** Supplied entries **
--

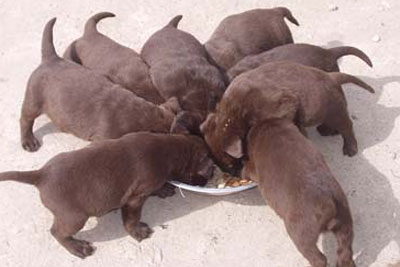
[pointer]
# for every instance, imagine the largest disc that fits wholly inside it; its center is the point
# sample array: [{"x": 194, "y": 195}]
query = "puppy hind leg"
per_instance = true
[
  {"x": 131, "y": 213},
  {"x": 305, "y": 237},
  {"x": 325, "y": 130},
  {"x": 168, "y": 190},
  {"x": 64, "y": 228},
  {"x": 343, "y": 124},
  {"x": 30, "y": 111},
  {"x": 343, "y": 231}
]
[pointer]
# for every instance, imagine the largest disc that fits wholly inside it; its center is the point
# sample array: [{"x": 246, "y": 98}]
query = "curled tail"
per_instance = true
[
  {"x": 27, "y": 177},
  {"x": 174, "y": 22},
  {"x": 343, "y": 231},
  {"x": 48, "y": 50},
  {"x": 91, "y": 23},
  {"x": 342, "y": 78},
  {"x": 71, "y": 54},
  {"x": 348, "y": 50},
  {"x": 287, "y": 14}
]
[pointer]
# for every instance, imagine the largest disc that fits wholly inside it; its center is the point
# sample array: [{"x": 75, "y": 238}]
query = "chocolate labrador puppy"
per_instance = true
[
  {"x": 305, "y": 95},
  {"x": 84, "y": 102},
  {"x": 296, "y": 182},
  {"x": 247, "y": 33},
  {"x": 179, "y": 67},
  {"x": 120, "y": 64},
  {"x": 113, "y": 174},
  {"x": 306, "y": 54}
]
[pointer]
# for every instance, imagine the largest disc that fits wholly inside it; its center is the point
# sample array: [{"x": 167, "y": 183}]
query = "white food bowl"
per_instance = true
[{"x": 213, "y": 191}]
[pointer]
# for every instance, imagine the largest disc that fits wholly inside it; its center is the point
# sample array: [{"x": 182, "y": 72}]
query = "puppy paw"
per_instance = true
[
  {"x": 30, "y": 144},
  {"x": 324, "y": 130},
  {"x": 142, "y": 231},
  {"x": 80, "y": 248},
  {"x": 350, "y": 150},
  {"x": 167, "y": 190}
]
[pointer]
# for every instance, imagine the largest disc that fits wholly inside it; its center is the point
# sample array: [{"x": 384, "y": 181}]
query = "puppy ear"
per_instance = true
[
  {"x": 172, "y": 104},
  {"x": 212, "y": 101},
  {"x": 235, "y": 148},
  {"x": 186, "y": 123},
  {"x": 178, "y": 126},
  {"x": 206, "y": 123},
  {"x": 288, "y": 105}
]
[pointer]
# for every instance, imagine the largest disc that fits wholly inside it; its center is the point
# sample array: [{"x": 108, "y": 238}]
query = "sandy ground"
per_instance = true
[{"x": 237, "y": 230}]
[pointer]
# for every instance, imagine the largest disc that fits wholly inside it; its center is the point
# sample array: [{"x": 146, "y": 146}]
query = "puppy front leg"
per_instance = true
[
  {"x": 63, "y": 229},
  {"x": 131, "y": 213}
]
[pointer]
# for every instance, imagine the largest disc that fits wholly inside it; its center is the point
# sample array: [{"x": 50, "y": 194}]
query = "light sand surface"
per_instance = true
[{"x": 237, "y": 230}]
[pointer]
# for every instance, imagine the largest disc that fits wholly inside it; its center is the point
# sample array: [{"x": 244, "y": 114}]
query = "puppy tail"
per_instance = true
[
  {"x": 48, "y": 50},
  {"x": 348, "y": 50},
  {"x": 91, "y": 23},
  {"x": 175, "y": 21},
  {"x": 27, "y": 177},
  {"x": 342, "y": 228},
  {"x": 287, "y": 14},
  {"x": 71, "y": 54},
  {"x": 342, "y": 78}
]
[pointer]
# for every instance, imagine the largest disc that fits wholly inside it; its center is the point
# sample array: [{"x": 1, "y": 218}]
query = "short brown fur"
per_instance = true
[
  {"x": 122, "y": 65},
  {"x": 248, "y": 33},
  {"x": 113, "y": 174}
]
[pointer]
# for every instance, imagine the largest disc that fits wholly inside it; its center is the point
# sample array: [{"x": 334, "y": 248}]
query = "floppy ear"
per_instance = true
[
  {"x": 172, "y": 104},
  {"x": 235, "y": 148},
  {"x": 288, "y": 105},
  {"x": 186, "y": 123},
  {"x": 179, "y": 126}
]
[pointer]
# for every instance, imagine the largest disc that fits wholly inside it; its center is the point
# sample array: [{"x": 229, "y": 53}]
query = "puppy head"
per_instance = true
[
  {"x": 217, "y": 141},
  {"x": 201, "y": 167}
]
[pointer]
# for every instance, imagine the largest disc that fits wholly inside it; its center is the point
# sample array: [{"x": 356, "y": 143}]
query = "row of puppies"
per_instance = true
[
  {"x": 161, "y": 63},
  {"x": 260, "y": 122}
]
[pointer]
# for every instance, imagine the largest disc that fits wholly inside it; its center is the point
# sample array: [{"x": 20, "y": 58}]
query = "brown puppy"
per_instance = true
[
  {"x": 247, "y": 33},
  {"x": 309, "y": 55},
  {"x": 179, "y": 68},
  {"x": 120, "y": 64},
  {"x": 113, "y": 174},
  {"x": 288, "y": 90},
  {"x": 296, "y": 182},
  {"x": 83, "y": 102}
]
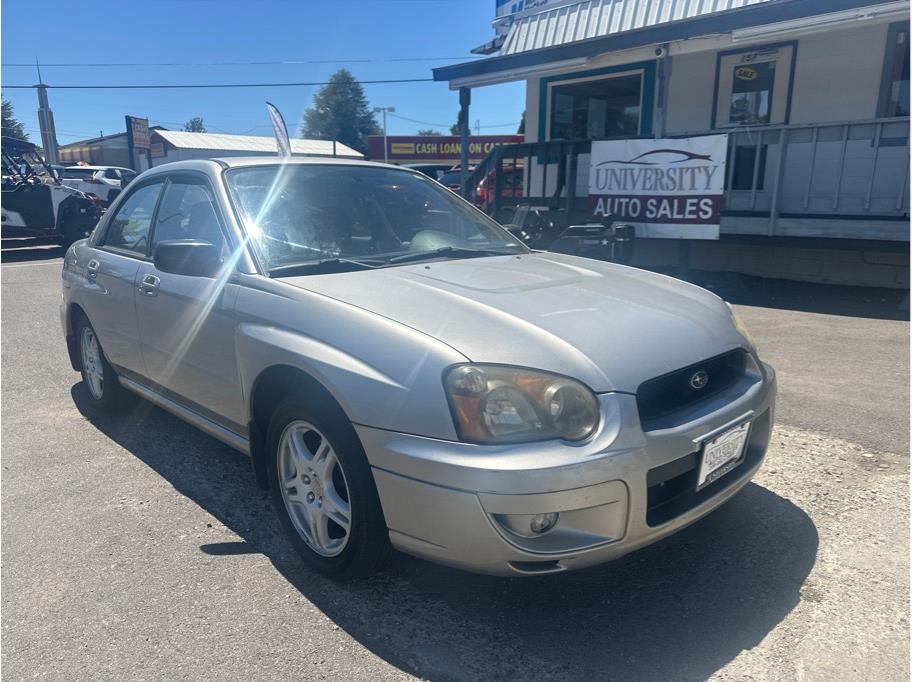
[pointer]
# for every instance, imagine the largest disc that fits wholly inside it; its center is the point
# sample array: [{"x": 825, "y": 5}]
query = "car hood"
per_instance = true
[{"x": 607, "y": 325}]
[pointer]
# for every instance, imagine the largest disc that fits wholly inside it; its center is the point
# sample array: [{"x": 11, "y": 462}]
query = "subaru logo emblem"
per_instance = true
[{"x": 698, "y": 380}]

--

** What is expected **
Which lines of the records above contain the string "puppy"? Copy each of those lines in full, treating uppercase and lowercase as different.

** Final result **
query = "puppy hind leg"
query = "chocolate labrador puppy"
query = "puppy paw"
query = "puppy ear"
query = "puppy front leg"
query = "puppy tail"
query = "puppy head"
query = "brown puppy"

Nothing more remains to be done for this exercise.